Bisakah Anda memperbarui bagian teks tentang aliran Qadariyah di bawah ini, antara "Ditinjau dari segi" dan "dalam faham Mu’tazilah.", termasuk keduanya, dengan mengganti "Bani Umayyah" menjadi "Dinasti Umayyah"?

- Teks yang Disediakan

....

Ditinjau dari segi politik kehadiran mazhab Qadariyah sebagai isyarat menentang politik Bani Umayyah, karena itu kehadiran Qadariyah dalam wilayah kekuasaanya selalu mendapat tekanan, bahkan pada zaman Abdul Malik bin Marwan pengaruh Qadariyah dapat dikatakan lenyap tapi hanya untuk sementara saja, sebab dalam perkembangan selanjutnya ajaran Qadariyah itu tertampung dalam faham Mu’tazilah.
C. Doktrin- doktrin Aliran Qadariyah
Secara definitive, Syeikh Abdurrahman Shiddiq mengungkapkan bahwa qodariyah adalah paham yang menetapkan (itsbat) semua perbuatan manusia atau hamba terwujud dengan qodrat yang bersifat baru. Dalam hal ini, manusialah yang menciptakan segala perbuatannya melalui ikhtiar, dengan daya dan qodrat yang dijadikan Allah Ta’ala kepadanya.[7]
Ajaran Qadariyah menerangkan bahwa manusia berkuasa atas perbuatan-perbutannya. Manusia sendirilah yang melakukan perbuatan baik atas kehendak dan kekuasaan sendiri dan manusia sendiri pula yang melakukan atau menjauhi perbuatan-perbutan jahat atas kemauan dan dayanya sendiri. Tokoh an-Nazzam menyatakan bahwa manusia hidup mempunyai daya, dan dengan daya itu ia dapat berkuasa atas segala perbuatannya.

....

Baris dari kumpulan data penunjukan
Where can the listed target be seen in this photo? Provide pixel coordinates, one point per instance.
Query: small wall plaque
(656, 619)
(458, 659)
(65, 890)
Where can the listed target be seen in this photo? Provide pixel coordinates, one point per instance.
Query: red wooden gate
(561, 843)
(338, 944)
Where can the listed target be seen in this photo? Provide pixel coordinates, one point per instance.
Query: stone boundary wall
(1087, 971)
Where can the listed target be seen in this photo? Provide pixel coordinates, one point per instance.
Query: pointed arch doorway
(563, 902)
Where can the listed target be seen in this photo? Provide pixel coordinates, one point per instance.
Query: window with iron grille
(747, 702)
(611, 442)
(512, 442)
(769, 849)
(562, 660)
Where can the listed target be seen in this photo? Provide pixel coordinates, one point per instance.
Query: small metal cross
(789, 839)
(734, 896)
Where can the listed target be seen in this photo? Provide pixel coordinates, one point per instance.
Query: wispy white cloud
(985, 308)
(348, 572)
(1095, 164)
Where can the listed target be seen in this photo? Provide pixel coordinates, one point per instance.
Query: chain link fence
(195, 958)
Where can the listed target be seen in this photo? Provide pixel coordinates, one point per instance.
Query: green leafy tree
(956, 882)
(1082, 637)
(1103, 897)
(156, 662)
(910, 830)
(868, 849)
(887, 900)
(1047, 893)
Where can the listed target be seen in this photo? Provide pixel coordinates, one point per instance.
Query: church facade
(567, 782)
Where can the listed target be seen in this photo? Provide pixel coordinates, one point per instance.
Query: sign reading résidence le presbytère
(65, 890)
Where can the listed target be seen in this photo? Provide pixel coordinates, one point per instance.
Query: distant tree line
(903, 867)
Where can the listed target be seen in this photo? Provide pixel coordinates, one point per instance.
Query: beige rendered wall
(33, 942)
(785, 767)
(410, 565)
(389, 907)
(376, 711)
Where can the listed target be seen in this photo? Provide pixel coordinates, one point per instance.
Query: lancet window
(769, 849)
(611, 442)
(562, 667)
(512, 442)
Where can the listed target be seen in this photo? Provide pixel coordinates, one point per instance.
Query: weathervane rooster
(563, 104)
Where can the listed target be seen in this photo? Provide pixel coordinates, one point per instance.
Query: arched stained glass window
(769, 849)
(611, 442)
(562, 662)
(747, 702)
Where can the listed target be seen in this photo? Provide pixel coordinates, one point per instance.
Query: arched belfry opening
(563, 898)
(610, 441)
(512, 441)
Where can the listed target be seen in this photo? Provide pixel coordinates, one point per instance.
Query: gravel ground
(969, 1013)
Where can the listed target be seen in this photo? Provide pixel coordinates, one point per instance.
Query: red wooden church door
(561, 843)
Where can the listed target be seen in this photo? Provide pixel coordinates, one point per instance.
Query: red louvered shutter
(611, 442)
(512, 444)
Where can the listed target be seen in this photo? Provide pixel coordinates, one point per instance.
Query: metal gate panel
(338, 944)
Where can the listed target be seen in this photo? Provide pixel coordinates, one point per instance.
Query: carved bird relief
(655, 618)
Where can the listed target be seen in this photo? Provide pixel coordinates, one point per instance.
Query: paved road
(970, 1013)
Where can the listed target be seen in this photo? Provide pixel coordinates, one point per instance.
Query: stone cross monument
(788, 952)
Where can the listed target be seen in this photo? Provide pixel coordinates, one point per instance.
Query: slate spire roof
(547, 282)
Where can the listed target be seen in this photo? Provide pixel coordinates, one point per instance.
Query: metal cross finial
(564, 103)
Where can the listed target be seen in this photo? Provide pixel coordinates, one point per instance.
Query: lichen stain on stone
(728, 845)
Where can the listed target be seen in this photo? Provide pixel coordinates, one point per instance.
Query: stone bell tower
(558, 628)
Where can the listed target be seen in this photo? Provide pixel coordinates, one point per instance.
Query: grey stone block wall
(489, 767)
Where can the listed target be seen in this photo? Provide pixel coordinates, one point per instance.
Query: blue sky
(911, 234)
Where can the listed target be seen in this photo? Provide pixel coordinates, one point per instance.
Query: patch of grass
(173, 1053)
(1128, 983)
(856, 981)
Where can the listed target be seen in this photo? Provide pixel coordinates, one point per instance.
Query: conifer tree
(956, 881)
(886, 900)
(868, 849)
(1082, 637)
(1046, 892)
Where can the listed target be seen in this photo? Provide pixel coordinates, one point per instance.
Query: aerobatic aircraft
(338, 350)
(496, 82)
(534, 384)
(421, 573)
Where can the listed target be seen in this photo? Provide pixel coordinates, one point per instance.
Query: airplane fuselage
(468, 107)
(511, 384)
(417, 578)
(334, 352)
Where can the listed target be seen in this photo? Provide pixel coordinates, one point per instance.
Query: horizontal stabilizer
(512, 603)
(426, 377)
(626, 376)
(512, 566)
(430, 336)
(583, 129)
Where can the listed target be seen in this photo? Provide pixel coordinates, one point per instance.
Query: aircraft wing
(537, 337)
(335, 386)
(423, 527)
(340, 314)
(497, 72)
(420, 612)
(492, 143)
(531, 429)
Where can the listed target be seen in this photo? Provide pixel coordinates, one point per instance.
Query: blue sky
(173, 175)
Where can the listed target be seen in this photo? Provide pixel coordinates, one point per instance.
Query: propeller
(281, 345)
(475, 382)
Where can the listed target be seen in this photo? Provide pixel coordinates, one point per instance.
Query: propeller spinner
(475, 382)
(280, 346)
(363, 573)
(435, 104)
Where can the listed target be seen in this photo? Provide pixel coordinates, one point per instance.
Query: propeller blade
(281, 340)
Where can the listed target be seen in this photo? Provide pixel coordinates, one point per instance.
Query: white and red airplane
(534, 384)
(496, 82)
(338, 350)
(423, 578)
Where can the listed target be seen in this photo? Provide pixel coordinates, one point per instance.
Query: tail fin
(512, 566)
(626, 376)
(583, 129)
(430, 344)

....

- Penyelesaian
Ditinjau dari segi politik kehadiran mazhab Qadariyah sebagai isyarat menentang politik Dinasti Umayyah, karena itu kehadiran Qadariyah dalam wilayah kekuasaanya selalu mendapat tekanan, bahkan pada zaman Abdul Malik bin Marwan pengaruh Qadariyah dapat dikatakan lenyap tapi hanya untuk sementara saja, sebab dalam perkembangan selanjutnya ajaran Qadariyah itu tertampung dalam faham Mu’tazilah.